▸ Goal
From the court opinion in State v. Stone, copy word for word the passage that opens with the words "The state’s evidence" and closes with "jewelry was taken.".

▸ Selected excerpt
State v. Stone

REINHARD, Judge.

Defendant appeals from the judgment imposed after a jury verdict of murder in the first degree and robbery first degree. Under the Second Offender Act defendant was sentenced by the court to life imprisonment in the Department of Corrections on the murder charge and forty years imprisonment on the robbery charge, these sentences to run consecutively. On appeal defendant asserts: 1.) that the admission of evidence of another unrelated crime was error and 2.) that his conviction of first degree murder and first degree robbery constituted double jeopardy.

The state’s evidence established the following: Shortly before 3:00 p. m. on February 17, 1978, two armed men, one carrying a pistol and the other carrying a shotgun, entered the Axelbaum Pawn Shop and Loan Company. The man with the pistol jumped up on the counter and told the manager, Louis Axelbaum, “don’t move old man, give it up” and then shot him. The man with the shotgun ordered the other employees and customers in the store to lié *2down on the floor. The glass in the counter cases was broken and a substantial amount of jewelry was taken.

Mrs. Siletha James, a customer in the store, subsequently identified the defendant at a line-up and at trial as the man who shot Axelbaum. She also identified a photograph of Charles Gunn as the man with the shotgun. Her husband, Miles James, was unable to identify the defendant’s face but made a voice identification at the lineup and at trial. Miss Charlene Gunn, Charles Gunn’s sister, identified defendant as the man who came to her mother’s house with her brother at approximately 4:00 p. m. on the afternoon of the Axelbaum shooting. Both men had various items of jewelry with them on that afternoon. The manager of the Easton Pawn Shop identified defendant as a patron who had pawned property at his shop several times subsequent to the Axelbaum shooting. Defendant had in his possession at the time of his arrest jewelry taken from the Axelbaum Pawn Shop, including a watch he was wearing which he apparently attempted to conceal in an empty milk carton. This watch, along with the items seized from defendant when he was arrested and the jewelry pawned at the Easton Pawn Shop were identified by Miss Gertrude Taylor, an employee of Axelbaum’s, as jewelry taken in the robbery.

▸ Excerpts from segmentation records
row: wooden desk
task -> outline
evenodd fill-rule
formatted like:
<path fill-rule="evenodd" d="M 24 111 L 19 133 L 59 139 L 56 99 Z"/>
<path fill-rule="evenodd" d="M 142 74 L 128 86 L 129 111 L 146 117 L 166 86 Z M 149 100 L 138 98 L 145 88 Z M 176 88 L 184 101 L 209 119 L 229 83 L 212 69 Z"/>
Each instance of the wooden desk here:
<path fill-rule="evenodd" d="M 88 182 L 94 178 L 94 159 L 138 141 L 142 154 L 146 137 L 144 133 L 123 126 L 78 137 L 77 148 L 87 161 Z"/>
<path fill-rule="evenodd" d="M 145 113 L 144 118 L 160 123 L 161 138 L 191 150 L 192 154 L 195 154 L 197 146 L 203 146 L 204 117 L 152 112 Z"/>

▸ Exercise answer
The state’s evidence established the following: Shortly before 3:00 p. m. on February 17, 1978, two armed men, one carrying a pistol and the other carrying a shotgun, entered the Axelbaum Pawn Shop and Loan Company. The man with the pistol jumped up on the counter and told the manager, Louis Axelbaum, “don’t move old man, give it up” and then shot him. The man with the shotgun ordered the other employees and customers in the store to lié *2down on the floor. The glass in the counter cases was broken and a substantial amount of jewelry was taken.